Passage:
Segment Open
Friendly yoghurt-based bacteria may help reduce tooth decay and body odour

By | August 21, 2006

Friendly yoghurt-based bacteria may help reduce tooth decay and body odour

Tooth decay affects about 5 billion people worldwide. … A chewing gum containing good bacteria that can destroy the bad bacteria that cause tooth decay could be in the shops soon. The gum is one of several products being developed by German chemical company BASF using the bacteria Lactobacillus, which is normally found in live yoghurt.

BASF discovered a new strain of lactobacillus called L anti-caries, which binds to Strepptococcus mutans (S
Mutans), the bacteria responsible for tooth decay.

S Mutans sticks to the surface of teeth, where it produces an aggressive acid that breaks down the enamel. The friendly bugs in the gum will make the S Mutans clump together, preventing them from becoming attached to the tooth surface. Tests reveal that the? gum can reduce bacteria in the mouth fifty times.

The company is also going to release a new line of toothpastes and mouthwashes using L anti-caries.

Other potential uses of Lactobacillus include the prevention of body odour. BASF are looking into producing a deodorant based on L aladoris, which can inhibit odour-producing bacteria in the armpit. Similarly, tests have shown another strain, L ala-odoris can reduce odour formation in feet. – mum

It is neat that Dr. Andreas Reindl (pictured above) discovered this rather than genetically engineering it. Is this natural strain the mysterious reason some people don’t get cavities? What about the repopulation problem with S. mutans? Does this gum work long term? I’ve always thought there is purposeful foot dragginging. Years ago in 1981 one article said they had a vaccine that worked in primates. In 1993, 12 years later, they still hadn’t tested this on humans?!

“Vaccines have been prepared from purified antigens of mutans streptococci. These vaccines confer protection in non-human primates, but have yet to be tested in a human clinical trial.” –Caries Res. 1993;27 Suppl 1:72-6.

When I talked to a Dental School teacher at UCSF about this, he said the problem with humans is that the S. mutans bacteria just comes back from food, kissing, toothbrushes, and so on. So, a daily gum sounds like it might work.
Segment Closed
(Stored data)
Segment Open
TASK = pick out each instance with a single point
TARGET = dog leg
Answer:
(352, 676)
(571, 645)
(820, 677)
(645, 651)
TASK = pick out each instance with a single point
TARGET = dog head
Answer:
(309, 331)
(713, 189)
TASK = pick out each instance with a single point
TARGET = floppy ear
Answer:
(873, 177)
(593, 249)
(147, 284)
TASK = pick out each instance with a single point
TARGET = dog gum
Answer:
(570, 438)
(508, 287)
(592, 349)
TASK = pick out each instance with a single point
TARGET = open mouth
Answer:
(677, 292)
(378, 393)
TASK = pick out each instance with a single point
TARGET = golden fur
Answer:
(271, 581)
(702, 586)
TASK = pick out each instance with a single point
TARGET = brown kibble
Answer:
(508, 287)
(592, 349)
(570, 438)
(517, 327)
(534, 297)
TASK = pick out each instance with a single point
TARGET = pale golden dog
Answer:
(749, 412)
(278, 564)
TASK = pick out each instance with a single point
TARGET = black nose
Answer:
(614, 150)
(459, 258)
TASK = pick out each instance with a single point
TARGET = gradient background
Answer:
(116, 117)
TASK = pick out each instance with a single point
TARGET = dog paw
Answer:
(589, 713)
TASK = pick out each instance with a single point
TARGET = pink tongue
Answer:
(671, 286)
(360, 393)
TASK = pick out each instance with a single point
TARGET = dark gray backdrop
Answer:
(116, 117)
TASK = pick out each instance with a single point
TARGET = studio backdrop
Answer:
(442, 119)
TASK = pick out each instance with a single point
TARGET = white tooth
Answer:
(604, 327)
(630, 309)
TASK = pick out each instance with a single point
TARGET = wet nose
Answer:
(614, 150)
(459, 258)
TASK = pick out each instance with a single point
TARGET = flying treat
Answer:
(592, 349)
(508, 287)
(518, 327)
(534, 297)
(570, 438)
Segment Closed
Required actions:
a) From the article on yoghurt bacteria, duplicate the part that begins at the words "It is neat that" and stops after the words "this on humans?!".
b) Answer these questions using the article on yoghurt bacteria:
(i) Which company is developing the chewing gum?
(ii) In what year did an article say there was a vaccine that worked in primates?
(iii) According to the Dental School teacher at UCSF, what does S. mutans come back from?

Outputs in order:
a)
It is neat that Dr. Andreas Reindl (pictured above) discovered this rather than genetically engineering it. Is this natural strain the mysterious reason some people don’t get cavities? What about the repopulation problem with S. mutans? Does this gum work long term? I’ve always thought there is purposeful foot dragginging. Years ago in 1981 one article said they had a vaccine that worked in primates. In 1993, 12 years later, they still hadn’t tested this on humans?!

b)
(i) BASF, a German chemical company
(ii) 1981
(iii) Food, kissing, toothbrushes, and so on